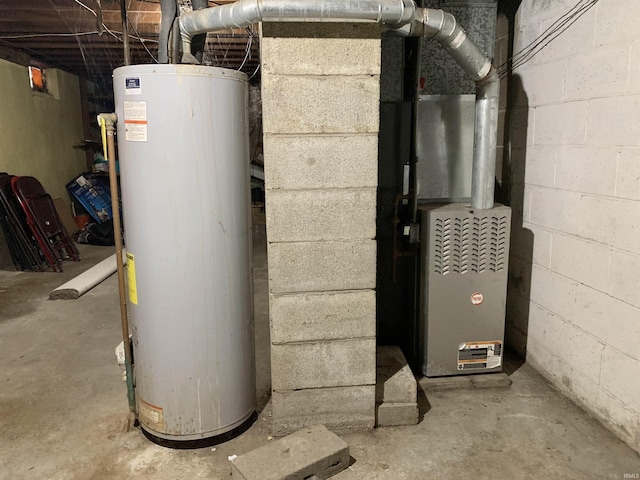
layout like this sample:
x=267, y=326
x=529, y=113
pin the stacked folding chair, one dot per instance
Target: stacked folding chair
x=43, y=221
x=23, y=246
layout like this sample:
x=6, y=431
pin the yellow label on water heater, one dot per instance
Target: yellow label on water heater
x=131, y=274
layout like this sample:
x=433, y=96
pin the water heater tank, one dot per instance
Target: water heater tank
x=182, y=137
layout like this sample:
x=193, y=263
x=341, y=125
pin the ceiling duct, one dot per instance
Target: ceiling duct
x=402, y=16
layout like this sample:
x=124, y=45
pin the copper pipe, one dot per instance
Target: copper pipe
x=110, y=119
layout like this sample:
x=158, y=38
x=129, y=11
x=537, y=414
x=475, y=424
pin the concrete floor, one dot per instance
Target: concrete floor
x=64, y=415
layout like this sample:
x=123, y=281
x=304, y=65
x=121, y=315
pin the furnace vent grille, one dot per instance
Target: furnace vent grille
x=470, y=244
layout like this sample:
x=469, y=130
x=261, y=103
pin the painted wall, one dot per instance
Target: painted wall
x=38, y=130
x=574, y=138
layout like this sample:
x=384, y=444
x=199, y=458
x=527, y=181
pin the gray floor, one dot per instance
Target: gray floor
x=63, y=407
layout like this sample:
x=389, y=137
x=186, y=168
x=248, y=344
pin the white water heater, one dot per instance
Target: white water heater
x=182, y=136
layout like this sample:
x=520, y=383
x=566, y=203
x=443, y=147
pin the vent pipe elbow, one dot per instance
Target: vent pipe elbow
x=444, y=28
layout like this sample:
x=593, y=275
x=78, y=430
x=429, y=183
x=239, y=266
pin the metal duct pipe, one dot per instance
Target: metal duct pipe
x=394, y=13
x=443, y=27
x=400, y=15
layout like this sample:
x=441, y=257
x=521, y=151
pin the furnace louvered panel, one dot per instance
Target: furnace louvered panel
x=465, y=256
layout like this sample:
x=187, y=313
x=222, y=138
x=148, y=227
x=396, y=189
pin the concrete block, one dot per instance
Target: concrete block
x=319, y=30
x=542, y=243
x=616, y=22
x=609, y=320
x=589, y=394
x=313, y=452
x=325, y=161
x=579, y=349
x=582, y=37
x=569, y=258
x=619, y=372
x=606, y=115
x=394, y=380
x=623, y=420
x=521, y=127
x=320, y=56
x=542, y=84
x=322, y=316
x=323, y=364
x=538, y=319
x=628, y=178
x=555, y=209
x=322, y=266
x=553, y=292
x=320, y=104
x=595, y=71
x=610, y=221
x=563, y=124
x=634, y=69
x=396, y=414
x=557, y=372
x=624, y=266
x=341, y=408
x=586, y=170
x=314, y=215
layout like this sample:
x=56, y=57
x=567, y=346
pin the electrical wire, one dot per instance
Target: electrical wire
x=556, y=29
x=141, y=40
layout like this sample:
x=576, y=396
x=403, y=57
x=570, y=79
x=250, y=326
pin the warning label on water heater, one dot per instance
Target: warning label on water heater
x=151, y=415
x=479, y=355
x=131, y=278
x=135, y=121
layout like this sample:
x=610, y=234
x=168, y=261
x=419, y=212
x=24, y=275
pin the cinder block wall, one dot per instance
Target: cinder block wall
x=576, y=127
x=320, y=97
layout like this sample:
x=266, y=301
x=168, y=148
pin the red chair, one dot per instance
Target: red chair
x=44, y=222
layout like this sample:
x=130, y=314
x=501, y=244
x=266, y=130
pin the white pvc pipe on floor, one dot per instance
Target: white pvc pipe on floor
x=84, y=282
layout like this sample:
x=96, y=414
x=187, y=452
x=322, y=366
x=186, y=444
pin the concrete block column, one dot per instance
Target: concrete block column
x=320, y=97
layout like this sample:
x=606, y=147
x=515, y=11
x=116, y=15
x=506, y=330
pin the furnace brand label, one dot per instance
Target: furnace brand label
x=135, y=121
x=131, y=278
x=479, y=355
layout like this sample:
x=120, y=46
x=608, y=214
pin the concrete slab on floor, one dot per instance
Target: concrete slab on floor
x=483, y=380
x=313, y=452
x=63, y=410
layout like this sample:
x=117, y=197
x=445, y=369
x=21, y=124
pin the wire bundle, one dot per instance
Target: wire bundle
x=556, y=29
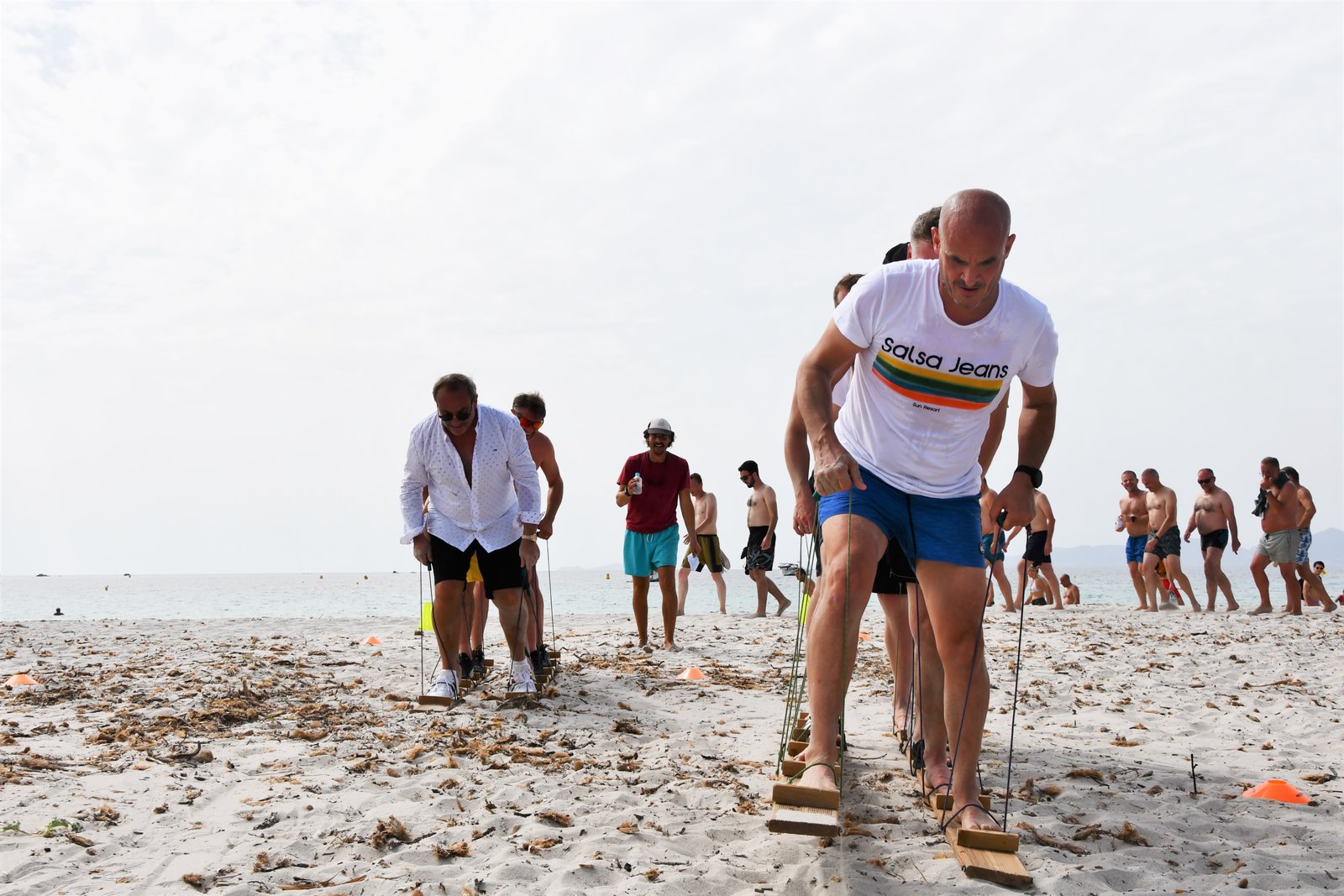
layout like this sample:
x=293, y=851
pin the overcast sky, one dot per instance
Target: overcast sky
x=241, y=241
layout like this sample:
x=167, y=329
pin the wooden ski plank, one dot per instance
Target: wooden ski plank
x=988, y=864
x=804, y=820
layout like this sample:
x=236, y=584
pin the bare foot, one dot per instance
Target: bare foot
x=974, y=817
x=819, y=775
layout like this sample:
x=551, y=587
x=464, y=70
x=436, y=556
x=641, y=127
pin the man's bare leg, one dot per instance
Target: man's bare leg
x=851, y=548
x=1258, y=564
x=535, y=611
x=669, y=587
x=1294, y=590
x=931, y=719
x=954, y=604
x=514, y=621
x=1312, y=584
x=1053, y=584
x=1152, y=582
x=765, y=584
x=683, y=584
x=448, y=624
x=1215, y=579
x=1176, y=575
x=1140, y=584
x=996, y=570
x=642, y=607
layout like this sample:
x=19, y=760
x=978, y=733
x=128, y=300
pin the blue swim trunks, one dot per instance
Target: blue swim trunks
x=645, y=553
x=942, y=531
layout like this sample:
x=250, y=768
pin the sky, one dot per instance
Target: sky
x=239, y=242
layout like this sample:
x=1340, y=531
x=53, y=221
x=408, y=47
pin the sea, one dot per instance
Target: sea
x=362, y=594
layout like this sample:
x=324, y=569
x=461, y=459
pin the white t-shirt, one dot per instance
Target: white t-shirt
x=924, y=387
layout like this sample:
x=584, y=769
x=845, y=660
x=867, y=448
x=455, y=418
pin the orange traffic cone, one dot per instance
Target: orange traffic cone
x=1280, y=790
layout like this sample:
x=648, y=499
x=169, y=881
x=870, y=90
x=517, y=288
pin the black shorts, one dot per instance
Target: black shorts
x=894, y=571
x=1035, y=551
x=1168, y=543
x=756, y=557
x=1215, y=539
x=501, y=569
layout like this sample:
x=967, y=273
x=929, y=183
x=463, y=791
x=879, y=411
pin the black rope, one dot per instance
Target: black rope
x=1016, y=674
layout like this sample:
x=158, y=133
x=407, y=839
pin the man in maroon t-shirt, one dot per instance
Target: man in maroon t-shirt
x=651, y=488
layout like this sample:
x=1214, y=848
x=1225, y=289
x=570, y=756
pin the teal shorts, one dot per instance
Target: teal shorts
x=648, y=553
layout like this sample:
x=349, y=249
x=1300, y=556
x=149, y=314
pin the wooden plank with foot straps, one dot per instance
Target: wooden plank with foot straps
x=984, y=855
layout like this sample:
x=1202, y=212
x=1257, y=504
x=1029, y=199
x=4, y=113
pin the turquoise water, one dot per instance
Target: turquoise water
x=380, y=594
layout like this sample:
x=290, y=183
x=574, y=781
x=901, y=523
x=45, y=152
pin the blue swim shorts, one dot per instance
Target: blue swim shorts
x=645, y=553
x=937, y=530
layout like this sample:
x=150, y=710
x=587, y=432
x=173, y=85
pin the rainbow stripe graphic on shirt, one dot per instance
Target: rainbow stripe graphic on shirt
x=934, y=387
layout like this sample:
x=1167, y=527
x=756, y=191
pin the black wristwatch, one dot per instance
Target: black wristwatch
x=1034, y=472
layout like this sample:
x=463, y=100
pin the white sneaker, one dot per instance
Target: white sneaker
x=444, y=684
x=521, y=678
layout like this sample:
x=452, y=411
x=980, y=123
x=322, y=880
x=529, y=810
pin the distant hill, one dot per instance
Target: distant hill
x=1327, y=544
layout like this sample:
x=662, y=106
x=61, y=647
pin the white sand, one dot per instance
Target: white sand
x=313, y=747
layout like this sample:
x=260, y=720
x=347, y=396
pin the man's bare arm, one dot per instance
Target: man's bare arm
x=994, y=436
x=1307, y=508
x=1226, y=500
x=687, y=512
x=773, y=510
x=1035, y=432
x=835, y=470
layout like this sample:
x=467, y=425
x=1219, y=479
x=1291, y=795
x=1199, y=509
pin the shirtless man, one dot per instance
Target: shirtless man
x=763, y=516
x=530, y=410
x=1163, y=540
x=1310, y=582
x=1072, y=595
x=992, y=553
x=1215, y=519
x=1133, y=521
x=1278, y=510
x=1039, y=543
x=706, y=551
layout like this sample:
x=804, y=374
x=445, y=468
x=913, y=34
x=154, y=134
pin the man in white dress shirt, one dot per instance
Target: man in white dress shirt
x=486, y=501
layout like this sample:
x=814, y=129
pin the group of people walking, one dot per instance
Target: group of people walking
x=1148, y=516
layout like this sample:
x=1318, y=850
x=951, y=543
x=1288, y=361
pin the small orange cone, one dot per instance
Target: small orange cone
x=1280, y=790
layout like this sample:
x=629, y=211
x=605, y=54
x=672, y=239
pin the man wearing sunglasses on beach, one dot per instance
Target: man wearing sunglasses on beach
x=486, y=501
x=530, y=410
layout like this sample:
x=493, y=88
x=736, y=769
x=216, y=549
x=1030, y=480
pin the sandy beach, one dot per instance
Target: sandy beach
x=262, y=757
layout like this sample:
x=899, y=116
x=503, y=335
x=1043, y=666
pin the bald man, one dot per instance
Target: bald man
x=938, y=345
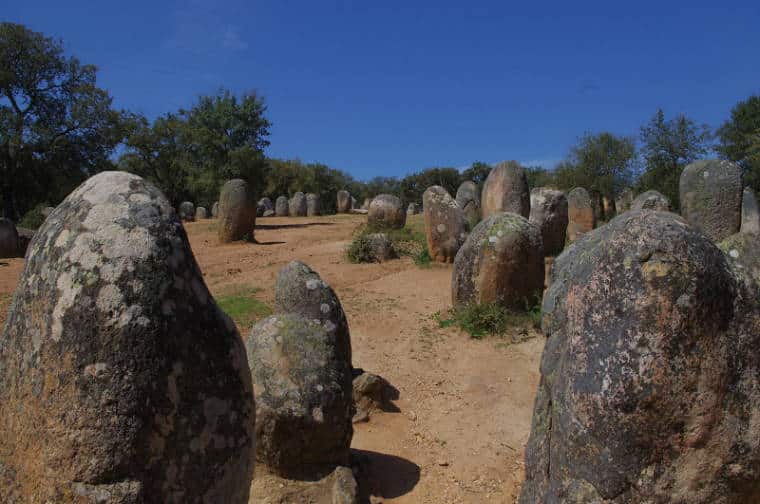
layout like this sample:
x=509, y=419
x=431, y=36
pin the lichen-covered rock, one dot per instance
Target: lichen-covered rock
x=580, y=213
x=187, y=211
x=750, y=213
x=445, y=224
x=548, y=211
x=506, y=190
x=502, y=262
x=302, y=386
x=263, y=205
x=313, y=205
x=650, y=382
x=121, y=381
x=651, y=200
x=297, y=205
x=281, y=206
x=237, y=212
x=386, y=211
x=711, y=197
x=299, y=289
x=9, y=243
x=201, y=213
x=468, y=198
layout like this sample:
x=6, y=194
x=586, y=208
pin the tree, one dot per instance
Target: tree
x=55, y=123
x=738, y=139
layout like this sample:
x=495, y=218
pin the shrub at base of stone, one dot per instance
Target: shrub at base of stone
x=650, y=378
x=445, y=225
x=501, y=262
x=237, y=212
x=711, y=197
x=123, y=382
x=302, y=388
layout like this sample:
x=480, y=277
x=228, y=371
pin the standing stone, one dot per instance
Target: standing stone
x=281, y=206
x=201, y=213
x=468, y=198
x=548, y=211
x=445, y=224
x=9, y=242
x=123, y=382
x=506, y=190
x=297, y=205
x=187, y=211
x=237, y=212
x=750, y=213
x=386, y=211
x=581, y=217
x=501, y=262
x=650, y=382
x=711, y=197
x=313, y=205
x=651, y=200
x=344, y=201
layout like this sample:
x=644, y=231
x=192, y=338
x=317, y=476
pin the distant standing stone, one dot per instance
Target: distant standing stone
x=711, y=197
x=548, y=211
x=581, y=217
x=445, y=224
x=237, y=212
x=750, y=213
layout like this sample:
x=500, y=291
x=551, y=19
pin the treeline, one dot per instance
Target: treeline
x=57, y=127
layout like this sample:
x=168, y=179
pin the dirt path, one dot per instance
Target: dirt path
x=464, y=405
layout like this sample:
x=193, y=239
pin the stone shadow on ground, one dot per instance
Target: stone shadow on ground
x=384, y=476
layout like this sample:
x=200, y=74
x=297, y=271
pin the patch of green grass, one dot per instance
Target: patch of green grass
x=241, y=305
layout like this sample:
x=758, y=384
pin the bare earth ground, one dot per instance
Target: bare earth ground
x=464, y=405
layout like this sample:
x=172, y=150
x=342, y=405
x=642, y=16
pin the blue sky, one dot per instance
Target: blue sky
x=387, y=88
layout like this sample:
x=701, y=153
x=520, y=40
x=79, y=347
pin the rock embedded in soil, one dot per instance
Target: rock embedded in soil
x=123, y=382
x=650, y=382
x=711, y=197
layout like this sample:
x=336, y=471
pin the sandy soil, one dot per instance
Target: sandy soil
x=464, y=405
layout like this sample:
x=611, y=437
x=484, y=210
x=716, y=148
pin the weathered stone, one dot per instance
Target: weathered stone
x=9, y=243
x=344, y=201
x=548, y=211
x=281, y=206
x=122, y=381
x=502, y=262
x=506, y=190
x=299, y=289
x=650, y=385
x=186, y=211
x=313, y=205
x=297, y=205
x=711, y=197
x=386, y=211
x=201, y=213
x=302, y=386
x=651, y=200
x=237, y=212
x=750, y=213
x=468, y=198
x=445, y=224
x=580, y=213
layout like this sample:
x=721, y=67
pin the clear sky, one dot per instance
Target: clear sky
x=390, y=87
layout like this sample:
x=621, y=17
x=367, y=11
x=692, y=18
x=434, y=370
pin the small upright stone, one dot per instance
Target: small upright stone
#####
Once you find the line with "x=756, y=191" in the entries above, output it and each line after it up to and including the line with "pin the shirtless man, one dot per instance", and nothing else.

x=756, y=191
pin the black wristwatch, one dot per instance
Target: black wristwatch
x=1034, y=472
layout like this sample:
x=463, y=100
pin the white sneaker, one dot per instance
Target: white sneaker
x=444, y=684
x=521, y=678
layout like this sample:
x=452, y=411
x=980, y=123
x=322, y=880
x=529, y=810
pin the distant hill, one dot per instance
Target: distant hill
x=1327, y=544
layout like this sample:
x=662, y=106
x=61, y=647
pin the white sand, one dot per instance
Target: white sand
x=313, y=747
layout like this sample:
x=260, y=720
x=347, y=396
pin the man's bare arm, one dot per instance
Target: man's bare arm
x=994, y=436
x=1307, y=508
x=1226, y=500
x=687, y=512
x=773, y=510
x=1035, y=432
x=835, y=470
layout like this sample:
x=467, y=425
x=1219, y=479
x=1291, y=795
x=1199, y=509
pin the shirtless man, one dot per instance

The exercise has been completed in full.